Required work:
Return a copy of each line in the listing that includes the word "truck".
****
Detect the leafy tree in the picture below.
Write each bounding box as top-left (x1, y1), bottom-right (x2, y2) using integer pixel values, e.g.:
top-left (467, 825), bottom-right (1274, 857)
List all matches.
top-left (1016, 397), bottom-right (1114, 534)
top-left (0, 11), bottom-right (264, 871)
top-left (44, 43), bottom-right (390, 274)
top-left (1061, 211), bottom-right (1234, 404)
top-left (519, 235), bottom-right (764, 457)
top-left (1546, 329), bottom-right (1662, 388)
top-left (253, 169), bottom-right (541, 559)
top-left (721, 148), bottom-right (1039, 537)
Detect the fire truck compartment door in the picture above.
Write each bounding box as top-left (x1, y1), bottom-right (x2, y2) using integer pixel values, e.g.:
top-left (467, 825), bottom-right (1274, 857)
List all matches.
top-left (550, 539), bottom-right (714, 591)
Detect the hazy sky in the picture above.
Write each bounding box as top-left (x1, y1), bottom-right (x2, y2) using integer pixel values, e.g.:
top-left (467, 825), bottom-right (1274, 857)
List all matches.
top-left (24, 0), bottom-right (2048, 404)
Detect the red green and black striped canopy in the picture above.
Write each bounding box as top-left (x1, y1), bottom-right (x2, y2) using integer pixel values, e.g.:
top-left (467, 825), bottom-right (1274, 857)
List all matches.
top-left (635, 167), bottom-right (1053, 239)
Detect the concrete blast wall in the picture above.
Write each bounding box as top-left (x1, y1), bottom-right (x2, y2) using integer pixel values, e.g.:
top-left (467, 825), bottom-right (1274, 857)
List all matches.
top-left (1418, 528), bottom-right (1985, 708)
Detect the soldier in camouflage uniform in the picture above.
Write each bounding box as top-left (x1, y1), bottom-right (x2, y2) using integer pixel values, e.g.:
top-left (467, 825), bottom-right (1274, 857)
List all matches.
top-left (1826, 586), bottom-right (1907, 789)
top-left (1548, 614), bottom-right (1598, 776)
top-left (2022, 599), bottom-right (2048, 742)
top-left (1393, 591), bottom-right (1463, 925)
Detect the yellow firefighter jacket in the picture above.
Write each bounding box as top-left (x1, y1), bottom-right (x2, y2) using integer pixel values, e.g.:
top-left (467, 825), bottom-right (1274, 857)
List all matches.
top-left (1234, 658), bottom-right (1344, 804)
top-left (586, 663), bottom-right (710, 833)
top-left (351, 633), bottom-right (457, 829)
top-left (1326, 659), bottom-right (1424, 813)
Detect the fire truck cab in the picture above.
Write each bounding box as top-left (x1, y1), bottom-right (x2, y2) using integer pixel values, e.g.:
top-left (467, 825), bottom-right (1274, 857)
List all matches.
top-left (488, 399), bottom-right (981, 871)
****
Response box:
Detect the fire truck compartment door in the picture above.
Detect the fire truck cab in the picture above.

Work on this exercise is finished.